Extrait de page
───
M. l'échevin-président a ajouté :

« Le collège vous a réunis d'urgence, messieurs, pour vous proposer diverses mesures destinées à honorer la mémoire de notre regretté bourgmestre.

‘Nous vous proposons d'abord de décider que ses funérailles soient faites par la ville. En second lieu, nous vous proposons de décider qu'une des rues nouvelles à ouvrir dans notre cité portera son nom, et qu'un monument sera érigé à sa mémoire avec le concours de la population.

« Le conseil voudra sans doute charger le collège d'être auprès de la famille de notre regretté bourgmestre l'interprète de ses sentiments. »

Ces propositions ont été adoptées à l'unanimité sans aucune observation.

Le conseil, après avoir été informé que les funérailles de M. Fontainas auront lieu à 3 heures, dans la paroisse de N.-D. du Sablon, et qu'il se réunirait à 2 heures à l'hôtel-de-ville, s'est séparé.


(Extrait de l’Echo du Parlement, du 23 juillet 1863)

Funérailles de M. André Fontainas

Les funérailles de M. André Fontainas, bourgmestre de la ville de Bruxelles, ont été célébrées aujourd'hui à l'heure prescrite par le programme de la cérémonie funèbre avec cette pompe, cette grandeur, et surtout ce sentiment da recueillement profond, juste tribut de reconnaissance et de regret que les populations savent rendre à la mémoire de leurs grands citoyens.

Le défunt, en sa qualité d'officier de l'Ordre de Léopold, a reçu les honneurs militaires prescrits par le décret du 24 messidor an XII. De leur côté, le conseil provincial, dont M. Fontainas était président, le conseil communal, les divers corps constitués qui ont leur siège à Bruxelles, les sociétés nombreuses dont il était le président, ont voulu, par leur présence et par leur concours, contribuer à l'éclat de la cérémonie.

L'entrée de l'hôtel de M. Fontainas avait été convertie en chambre ardente, entièrement tendue d'étoffe de laine noire semée de larmes d'argent et d'ossements croisés. Au fond, des cierges brûlaient sur des trépieds à l'antique; deux religieuses étaient agenouillées à la tête de la bière.

Au dehors, le cortège s'est formé vers deux heures dans l'ordre suivant : Un détachement des chasseurs-éclaireurs de la garde civique de Bruxelles, le corps des sapeurs-pompiers, des détachements des régiments de chasseurs-carabiniers, des grenadiers, du septième de ligne, des quatre légions, les trois corps spéciaux de la garde civique de Bruxelles.

Une foule immense se tassait dans la rue des Minimes, sur la place du Sablon, dans l'église même et sur tout le parcours que devait suivre le cortège. Une pluie torrentielle, tombant à intervalles rapproches, n'a pu éloigner ceux qui venaient rendre un dernier hommage à l'éminent magistrat dont Bruxelles déplore la perte.

L'heure des funérailles était fixée pour trois heures, et dès deux heures des invités, des personnes de distinction de tous les rangs de la société. se présentaient en grand nombre pour offrir leurs compliments de condoléance aux fils et au gendre de M. Fontainas. M. le prince Orloff, ambassadeur de Russie, est arrivé un des premiers ; il n'a point quitté le cortège avant son arrivée à sa triste destination. On remarquait encore parmi les étrangers accourus spontanément à Bruxelles des députations de tous les conseils provinciaux du pays et les bourgmestres de la plupart de nos grandes villes.
───
Lignes affichées

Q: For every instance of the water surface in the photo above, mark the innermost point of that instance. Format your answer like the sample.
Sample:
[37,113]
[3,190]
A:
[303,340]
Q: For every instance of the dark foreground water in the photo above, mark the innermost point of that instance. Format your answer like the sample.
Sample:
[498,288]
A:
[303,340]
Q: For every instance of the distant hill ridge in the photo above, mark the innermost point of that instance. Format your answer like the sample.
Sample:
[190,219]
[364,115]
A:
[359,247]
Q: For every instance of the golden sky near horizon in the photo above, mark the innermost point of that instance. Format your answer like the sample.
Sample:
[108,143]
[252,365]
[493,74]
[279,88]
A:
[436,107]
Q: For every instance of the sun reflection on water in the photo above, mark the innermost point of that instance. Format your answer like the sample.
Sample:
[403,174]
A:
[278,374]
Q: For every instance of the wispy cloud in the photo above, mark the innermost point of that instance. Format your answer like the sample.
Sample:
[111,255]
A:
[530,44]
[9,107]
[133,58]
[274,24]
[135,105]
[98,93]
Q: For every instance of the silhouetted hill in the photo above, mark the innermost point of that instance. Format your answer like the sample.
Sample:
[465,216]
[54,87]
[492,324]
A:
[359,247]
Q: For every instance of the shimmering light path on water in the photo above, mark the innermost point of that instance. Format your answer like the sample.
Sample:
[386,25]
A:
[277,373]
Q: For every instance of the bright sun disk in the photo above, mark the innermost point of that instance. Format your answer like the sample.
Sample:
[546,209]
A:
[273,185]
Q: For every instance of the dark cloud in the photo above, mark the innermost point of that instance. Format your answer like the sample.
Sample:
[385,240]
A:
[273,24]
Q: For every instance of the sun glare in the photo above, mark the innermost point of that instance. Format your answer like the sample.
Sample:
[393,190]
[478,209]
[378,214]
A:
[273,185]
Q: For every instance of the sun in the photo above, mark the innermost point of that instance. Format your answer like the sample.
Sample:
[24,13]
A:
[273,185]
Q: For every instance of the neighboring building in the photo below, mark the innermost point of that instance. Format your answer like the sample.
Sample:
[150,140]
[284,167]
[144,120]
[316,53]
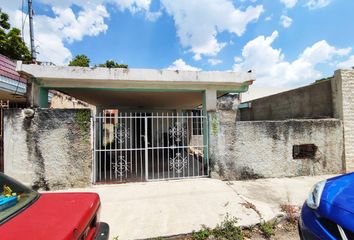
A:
[12,94]
[12,85]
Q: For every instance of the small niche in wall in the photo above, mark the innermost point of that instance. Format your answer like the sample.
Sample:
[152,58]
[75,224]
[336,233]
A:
[303,151]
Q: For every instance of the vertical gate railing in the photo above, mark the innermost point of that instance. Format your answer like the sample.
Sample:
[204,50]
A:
[149,146]
[3,105]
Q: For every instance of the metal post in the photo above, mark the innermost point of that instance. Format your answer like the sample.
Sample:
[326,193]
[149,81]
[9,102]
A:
[30,15]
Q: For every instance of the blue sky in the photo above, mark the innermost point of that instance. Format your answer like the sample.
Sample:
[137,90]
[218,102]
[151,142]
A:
[286,42]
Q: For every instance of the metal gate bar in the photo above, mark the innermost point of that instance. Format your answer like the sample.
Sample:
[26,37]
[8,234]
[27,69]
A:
[149,146]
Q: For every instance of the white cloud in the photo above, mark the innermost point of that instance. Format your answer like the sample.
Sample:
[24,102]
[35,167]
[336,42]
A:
[271,68]
[179,64]
[214,61]
[53,33]
[285,21]
[289,3]
[268,18]
[315,4]
[198,23]
[347,64]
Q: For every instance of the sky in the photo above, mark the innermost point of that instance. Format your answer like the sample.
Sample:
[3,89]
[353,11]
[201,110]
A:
[287,43]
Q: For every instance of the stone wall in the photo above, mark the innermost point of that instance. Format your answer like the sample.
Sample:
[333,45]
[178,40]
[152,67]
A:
[257,149]
[49,150]
[343,102]
[313,101]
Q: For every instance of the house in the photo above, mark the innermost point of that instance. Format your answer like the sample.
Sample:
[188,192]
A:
[148,125]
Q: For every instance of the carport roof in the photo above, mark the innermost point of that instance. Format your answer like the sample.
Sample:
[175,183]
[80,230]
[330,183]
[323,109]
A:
[118,78]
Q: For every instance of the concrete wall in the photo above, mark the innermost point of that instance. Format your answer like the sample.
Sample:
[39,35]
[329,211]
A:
[61,101]
[343,104]
[313,101]
[257,149]
[50,150]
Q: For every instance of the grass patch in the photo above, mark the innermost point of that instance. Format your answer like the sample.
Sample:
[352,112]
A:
[226,230]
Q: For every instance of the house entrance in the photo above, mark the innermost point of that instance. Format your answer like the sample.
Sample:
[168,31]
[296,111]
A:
[149,146]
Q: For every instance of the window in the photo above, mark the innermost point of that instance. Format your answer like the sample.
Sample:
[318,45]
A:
[304,151]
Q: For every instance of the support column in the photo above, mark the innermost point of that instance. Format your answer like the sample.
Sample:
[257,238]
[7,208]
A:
[43,97]
[209,110]
[37,96]
[343,106]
───
Votre tâche
Rédigez la suite du compte rendu des funérailles de M. André Fontainas en reprenant après sa dernière phrase.

Réponse finale
L'heure officielle ayant sonné, le conseil communal est arrivé au grand complet sous une escorte d'honneur du bataillon des sapeurs-pompiers, et les délégués de tous les corps constitués, de toutes les corporations, de toutes les associations de bienfaisance et d'agrément présents aux funérailles s'étant réunis autour de fui, M. Anspach, premier échevin, faisant fonctions de bourgmestre a, d'une voix émue. prononcé le discours suivant :

« Messieurs,

« Il est de ces événements frappants et terribles qui jettent dans tous les cœurs le deuil et la consternation !

« Quoi de plus saisissant, en effet, de plus douloureux que la mort prématurée d'un véritable homme de bien.

« Que de sujets légitimes d'éternels chagrins ! Que de liens précieux qui se brisent à la fois !

« Mesurez le vide qui se fait au foyer de la famille ! Cette maison aujourd’hui si lugubre et si désolée était naguère encore remplie du bonheur que répandait autour de lui l'homme que nous avons perdu. Puissent ceux dont il fut, pendant tant d'années, le soutien, la joie et l'orgueil trouver quelque adoucissement à la dure épreuve qu'ils traversent, dans ce concert de regrets de toute une population.

« Puissent ses enfants dont il était l'ami et le guide trouver quelque consolation à se dire dans cette triste solennité que la vie de leur père a été pour tous un encouragement et un exemple.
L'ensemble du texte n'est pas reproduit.